**** PASSAGE GIVEN ****

Air Canada reports September traffic
Wednesday 18/10/2017 - Source: E-Travel Blackboard
Air Canada reported a consolidated load factor of 78.7 per cent in September 2017. The mainline carrier flew 3.0 per cent more revenue passenger miles (RPMs) in September 2017 than in September 2016, according to preliminary traffic figures. Capacity increased by 3.7 per cent, resulting in a load factor of 79.1 per cent, compared to 79.6 per cent in September 2016; a decrease of 0.5 percentage points.
Jazz, from which Air Canada purchases regional capacity, flew 6.3 per cent more RPMs in September 2017 than in September 2016, according to preliminary traffic figures. Capacity increased by 3.6 per cent, resulting in a load factor of 73.5 per cent, compared to 71.6 per cent in September 2016; an increase of 1.9 percentage points.
Year over year, system traffic on a consolidated basis for Air Canada and Jazz rose 3.3 per cent on a capacity increase of 3.7 per cent. This resulted in a load factor of 78.7 per cent versus 78.9 per cent in September 2016.

**** DATA SHOWN ****

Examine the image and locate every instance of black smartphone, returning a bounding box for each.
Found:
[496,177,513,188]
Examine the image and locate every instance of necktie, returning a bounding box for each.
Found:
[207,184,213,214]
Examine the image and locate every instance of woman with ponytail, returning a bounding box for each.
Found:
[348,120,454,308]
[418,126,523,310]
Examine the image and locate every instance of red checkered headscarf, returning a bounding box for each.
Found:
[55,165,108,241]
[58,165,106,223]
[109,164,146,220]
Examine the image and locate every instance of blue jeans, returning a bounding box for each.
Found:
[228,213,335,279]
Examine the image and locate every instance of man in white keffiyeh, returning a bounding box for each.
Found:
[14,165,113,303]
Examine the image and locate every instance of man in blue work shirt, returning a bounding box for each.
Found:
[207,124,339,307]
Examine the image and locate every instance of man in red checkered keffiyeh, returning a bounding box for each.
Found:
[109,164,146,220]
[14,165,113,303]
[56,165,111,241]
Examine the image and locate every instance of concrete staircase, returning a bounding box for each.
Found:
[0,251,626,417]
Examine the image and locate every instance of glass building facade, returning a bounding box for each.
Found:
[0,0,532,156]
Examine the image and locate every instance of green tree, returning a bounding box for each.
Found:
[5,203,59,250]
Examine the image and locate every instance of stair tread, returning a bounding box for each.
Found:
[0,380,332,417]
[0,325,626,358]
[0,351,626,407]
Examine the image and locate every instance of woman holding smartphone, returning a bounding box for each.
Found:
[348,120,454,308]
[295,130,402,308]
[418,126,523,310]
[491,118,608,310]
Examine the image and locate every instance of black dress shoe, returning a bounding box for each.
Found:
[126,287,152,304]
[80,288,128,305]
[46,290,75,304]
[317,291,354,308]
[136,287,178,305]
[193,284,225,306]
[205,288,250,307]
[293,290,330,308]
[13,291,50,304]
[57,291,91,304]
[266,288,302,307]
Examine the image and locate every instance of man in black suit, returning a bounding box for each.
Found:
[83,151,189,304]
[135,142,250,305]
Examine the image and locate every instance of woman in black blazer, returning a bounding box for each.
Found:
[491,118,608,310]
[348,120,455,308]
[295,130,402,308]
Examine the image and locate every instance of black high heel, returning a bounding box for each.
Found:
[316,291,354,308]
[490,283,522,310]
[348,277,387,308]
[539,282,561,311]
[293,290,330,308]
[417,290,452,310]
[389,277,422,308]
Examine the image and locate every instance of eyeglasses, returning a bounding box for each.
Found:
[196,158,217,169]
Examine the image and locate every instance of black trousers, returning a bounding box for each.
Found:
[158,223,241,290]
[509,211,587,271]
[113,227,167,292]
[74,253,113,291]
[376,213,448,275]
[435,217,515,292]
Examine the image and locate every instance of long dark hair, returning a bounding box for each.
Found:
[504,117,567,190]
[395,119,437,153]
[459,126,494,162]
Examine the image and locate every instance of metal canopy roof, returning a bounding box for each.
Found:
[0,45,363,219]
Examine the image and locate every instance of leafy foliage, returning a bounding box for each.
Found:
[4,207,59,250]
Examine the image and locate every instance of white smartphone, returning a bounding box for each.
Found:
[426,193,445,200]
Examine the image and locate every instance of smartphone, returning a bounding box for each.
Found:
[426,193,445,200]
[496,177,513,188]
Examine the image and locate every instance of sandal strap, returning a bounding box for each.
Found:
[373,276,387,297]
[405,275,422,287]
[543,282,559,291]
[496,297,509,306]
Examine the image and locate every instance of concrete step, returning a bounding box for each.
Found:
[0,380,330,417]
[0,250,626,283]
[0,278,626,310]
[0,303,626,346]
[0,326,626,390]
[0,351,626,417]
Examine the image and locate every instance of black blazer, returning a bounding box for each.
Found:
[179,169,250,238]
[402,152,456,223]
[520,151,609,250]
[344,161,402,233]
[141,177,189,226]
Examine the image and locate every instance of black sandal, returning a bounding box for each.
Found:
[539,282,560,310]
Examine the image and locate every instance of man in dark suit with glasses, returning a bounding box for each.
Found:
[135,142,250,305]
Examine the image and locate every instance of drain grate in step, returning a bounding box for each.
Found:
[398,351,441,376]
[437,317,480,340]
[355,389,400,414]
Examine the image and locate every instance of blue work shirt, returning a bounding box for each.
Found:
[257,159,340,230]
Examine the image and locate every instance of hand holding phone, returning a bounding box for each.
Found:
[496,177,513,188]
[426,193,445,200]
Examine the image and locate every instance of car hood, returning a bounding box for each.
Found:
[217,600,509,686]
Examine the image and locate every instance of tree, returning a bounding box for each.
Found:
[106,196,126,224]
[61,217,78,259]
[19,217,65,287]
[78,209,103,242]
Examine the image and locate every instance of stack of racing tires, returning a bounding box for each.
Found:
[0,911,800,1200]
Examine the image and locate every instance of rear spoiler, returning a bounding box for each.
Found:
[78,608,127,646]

****

**PROBLEM REQUIREMENTS:**
Continue the Air Canada September traffic report from its last sentence.

**TASK RESPONSE:**
"In September, Air Canada and Jazz together reported continued growth in traffic, resulting in a combined load factor of 78.7 per cent," said Montie Brewer, President and Chief Executive Officer. "These solid results year over year underscore effective capacity management as we continue to grow and renew our fleet with new Boeing 777 and Embraer aircraft. I am particularly proud of our employees who met targets for both On-time Performance and Customer Satisfaction during this busy travel month as their hard work continues to earn the loyalty of our customers."
NOTE: Beginning in May 2017, Air Canada has adjusted the way it reports its monthly traffic results. Tier 3 flying is now included in mainline results along with Jetz. Charter flying is apportioned among the respective market segments. The September 2016 and year-to-date traffic numbers have been adjusted to reflect these changes for year-over-year comparisons.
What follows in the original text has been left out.